Information provided:
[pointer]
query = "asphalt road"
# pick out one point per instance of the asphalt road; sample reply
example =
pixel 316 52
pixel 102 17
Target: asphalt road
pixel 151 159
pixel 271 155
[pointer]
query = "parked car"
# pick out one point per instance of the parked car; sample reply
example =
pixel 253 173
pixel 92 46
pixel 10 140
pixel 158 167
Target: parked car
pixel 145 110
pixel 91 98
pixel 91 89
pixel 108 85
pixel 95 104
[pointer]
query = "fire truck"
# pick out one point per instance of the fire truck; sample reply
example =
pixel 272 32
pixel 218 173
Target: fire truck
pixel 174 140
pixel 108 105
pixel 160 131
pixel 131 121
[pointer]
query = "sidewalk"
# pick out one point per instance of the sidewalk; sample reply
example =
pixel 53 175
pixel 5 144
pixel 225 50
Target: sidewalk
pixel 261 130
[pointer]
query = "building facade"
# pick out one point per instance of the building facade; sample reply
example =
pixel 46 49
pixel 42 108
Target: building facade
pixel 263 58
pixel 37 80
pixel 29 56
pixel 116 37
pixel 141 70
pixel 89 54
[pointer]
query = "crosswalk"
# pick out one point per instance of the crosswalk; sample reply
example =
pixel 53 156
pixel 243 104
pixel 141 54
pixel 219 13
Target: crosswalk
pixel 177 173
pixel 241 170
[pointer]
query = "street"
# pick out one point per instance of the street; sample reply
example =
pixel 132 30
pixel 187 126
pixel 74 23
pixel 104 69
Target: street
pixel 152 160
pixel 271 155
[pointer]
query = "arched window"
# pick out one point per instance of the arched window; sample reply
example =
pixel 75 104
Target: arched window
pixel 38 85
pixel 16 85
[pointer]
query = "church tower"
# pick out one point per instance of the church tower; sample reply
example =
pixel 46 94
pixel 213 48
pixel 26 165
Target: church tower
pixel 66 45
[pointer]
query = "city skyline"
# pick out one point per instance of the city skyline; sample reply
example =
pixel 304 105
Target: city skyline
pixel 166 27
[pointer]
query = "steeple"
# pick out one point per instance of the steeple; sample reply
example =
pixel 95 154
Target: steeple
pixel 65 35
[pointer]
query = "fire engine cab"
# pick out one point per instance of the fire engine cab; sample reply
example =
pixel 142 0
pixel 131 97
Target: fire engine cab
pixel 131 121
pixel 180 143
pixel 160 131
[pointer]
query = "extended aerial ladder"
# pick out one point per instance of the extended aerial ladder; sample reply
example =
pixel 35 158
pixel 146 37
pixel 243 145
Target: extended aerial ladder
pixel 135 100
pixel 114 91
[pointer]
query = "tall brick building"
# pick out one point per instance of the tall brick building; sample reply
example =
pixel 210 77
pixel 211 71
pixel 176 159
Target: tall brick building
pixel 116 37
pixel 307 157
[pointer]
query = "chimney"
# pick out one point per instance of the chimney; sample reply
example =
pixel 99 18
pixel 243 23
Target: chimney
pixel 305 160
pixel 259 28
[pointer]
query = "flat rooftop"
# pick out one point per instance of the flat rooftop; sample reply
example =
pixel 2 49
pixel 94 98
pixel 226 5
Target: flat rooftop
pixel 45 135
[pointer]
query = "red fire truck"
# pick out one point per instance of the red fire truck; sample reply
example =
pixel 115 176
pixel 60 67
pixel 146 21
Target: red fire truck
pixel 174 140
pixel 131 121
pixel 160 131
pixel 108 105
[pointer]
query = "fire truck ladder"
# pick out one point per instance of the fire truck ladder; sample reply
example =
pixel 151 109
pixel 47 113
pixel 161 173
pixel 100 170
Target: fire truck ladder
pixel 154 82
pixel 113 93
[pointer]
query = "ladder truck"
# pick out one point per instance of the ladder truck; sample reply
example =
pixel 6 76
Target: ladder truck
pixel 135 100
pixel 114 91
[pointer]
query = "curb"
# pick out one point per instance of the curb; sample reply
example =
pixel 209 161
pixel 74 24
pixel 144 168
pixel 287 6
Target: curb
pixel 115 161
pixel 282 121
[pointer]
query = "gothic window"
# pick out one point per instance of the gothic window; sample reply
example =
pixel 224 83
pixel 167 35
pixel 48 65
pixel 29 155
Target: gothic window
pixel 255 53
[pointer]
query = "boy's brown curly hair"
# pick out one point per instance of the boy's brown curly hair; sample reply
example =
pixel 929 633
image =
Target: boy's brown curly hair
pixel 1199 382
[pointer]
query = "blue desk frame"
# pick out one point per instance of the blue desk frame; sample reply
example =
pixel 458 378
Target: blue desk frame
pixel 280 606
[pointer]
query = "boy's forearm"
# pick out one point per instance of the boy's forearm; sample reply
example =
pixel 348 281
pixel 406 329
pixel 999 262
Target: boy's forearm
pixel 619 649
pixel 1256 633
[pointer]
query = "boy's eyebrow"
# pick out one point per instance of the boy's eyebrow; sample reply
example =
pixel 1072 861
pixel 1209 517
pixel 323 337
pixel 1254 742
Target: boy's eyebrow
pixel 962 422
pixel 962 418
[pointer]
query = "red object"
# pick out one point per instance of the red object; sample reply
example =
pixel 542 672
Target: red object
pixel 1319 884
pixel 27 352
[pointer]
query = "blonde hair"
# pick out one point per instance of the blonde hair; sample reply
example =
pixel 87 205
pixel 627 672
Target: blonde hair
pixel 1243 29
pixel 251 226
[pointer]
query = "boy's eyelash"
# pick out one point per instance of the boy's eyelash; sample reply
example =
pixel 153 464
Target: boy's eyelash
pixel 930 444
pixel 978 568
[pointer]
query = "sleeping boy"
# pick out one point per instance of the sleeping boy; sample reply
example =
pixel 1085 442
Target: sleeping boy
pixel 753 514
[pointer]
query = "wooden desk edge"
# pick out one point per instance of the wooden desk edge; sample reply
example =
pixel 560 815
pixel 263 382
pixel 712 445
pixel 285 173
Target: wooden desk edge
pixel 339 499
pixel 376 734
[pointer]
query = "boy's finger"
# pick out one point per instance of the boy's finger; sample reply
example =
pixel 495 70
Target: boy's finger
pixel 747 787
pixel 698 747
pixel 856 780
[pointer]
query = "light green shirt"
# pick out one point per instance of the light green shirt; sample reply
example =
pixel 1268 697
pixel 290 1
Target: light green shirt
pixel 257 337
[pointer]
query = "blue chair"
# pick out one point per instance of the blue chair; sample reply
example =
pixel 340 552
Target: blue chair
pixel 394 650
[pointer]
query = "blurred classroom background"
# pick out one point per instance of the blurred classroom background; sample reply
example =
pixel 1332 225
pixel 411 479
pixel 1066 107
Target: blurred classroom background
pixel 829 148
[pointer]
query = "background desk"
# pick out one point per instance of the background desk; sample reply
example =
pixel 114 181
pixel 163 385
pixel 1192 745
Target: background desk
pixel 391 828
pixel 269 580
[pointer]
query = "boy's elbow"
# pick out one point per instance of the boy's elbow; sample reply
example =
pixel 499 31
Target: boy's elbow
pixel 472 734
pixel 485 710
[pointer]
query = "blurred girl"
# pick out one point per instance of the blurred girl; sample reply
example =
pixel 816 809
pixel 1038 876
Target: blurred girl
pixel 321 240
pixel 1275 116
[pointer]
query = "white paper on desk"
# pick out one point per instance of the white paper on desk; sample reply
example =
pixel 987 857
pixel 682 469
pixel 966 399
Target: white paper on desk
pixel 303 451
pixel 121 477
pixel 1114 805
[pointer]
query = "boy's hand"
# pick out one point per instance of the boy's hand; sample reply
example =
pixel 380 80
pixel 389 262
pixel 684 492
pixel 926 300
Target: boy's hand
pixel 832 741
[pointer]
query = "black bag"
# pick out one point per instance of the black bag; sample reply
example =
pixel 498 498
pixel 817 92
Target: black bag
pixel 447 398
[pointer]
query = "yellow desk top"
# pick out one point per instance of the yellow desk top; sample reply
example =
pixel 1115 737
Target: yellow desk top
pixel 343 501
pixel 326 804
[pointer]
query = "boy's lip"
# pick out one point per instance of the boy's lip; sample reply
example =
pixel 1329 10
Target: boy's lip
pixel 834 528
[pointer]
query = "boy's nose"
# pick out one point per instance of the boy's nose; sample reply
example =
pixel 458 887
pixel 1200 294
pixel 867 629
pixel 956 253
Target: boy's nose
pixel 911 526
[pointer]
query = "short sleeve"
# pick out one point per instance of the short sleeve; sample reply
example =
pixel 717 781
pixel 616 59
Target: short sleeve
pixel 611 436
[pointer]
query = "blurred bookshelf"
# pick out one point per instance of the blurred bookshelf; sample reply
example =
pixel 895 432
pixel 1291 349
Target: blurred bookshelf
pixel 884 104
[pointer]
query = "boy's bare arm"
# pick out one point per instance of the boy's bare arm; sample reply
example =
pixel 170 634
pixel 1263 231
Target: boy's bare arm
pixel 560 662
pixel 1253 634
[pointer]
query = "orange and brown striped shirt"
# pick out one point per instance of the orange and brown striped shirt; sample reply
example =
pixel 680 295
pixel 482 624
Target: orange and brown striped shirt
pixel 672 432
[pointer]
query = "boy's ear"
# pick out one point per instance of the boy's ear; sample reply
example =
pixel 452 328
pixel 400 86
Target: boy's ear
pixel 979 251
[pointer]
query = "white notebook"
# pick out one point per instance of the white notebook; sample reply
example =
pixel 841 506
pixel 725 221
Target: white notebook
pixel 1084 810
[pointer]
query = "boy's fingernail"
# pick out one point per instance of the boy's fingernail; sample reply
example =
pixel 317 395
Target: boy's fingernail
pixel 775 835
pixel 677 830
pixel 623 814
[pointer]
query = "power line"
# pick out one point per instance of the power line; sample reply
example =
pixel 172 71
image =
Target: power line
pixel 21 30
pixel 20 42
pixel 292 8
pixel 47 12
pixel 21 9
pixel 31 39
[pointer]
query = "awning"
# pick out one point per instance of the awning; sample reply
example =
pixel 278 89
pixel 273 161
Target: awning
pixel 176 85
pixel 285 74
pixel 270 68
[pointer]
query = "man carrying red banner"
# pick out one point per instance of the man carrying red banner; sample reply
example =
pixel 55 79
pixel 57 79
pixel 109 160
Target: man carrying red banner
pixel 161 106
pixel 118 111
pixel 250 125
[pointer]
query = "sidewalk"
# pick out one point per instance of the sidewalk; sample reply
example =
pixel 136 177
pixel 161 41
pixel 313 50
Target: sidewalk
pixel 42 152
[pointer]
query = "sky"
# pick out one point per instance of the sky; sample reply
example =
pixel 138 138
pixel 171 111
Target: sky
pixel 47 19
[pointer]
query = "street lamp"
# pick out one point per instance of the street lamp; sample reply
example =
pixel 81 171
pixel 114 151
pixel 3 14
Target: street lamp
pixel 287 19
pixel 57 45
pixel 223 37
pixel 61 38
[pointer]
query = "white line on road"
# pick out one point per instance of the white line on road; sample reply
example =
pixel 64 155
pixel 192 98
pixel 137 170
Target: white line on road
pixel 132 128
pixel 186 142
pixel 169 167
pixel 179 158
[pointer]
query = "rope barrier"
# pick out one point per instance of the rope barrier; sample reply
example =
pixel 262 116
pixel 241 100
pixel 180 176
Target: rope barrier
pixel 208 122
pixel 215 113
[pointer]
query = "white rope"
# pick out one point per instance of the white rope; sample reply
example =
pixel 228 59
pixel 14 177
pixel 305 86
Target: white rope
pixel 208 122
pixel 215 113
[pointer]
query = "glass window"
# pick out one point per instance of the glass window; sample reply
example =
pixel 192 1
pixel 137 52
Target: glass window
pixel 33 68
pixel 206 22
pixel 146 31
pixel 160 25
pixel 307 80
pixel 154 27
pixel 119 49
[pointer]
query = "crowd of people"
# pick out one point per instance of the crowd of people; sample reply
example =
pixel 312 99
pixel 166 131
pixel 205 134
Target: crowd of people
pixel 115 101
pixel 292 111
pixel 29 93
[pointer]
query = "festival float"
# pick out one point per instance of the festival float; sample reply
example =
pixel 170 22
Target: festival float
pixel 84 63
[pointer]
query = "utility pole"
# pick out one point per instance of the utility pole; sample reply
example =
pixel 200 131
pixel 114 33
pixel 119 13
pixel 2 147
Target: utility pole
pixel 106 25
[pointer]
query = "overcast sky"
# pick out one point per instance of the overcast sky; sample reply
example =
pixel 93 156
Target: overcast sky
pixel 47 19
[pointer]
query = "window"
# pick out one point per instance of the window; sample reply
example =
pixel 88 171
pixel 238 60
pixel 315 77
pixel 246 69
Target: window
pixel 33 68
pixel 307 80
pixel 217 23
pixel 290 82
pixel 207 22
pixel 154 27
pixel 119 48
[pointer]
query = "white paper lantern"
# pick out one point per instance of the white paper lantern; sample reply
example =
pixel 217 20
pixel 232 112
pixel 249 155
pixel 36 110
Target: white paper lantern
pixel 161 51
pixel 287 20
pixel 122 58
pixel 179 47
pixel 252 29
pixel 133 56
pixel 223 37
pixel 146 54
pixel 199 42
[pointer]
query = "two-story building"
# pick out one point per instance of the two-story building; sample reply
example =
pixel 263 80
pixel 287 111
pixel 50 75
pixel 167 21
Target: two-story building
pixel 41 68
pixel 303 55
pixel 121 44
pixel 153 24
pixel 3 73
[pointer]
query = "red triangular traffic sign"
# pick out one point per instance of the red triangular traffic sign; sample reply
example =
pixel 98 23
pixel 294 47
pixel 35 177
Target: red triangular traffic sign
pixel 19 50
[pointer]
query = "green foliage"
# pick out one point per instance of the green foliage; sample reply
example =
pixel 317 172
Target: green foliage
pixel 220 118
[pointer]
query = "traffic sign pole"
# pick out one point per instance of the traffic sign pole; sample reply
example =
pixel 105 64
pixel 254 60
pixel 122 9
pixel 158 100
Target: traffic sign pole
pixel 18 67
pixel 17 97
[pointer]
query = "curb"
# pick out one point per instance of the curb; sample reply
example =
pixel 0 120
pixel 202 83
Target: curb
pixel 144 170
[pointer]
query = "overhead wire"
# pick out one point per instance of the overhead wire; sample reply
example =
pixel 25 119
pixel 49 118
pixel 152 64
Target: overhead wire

Exercise objective: Select every line of the data above that contains the string "triangular", and treat the match as case-sensitive.

Task response:
query = "red triangular traffic sign"
# pick out one point per instance of the red triangular traffic sign; sample reply
Target: red triangular traffic sign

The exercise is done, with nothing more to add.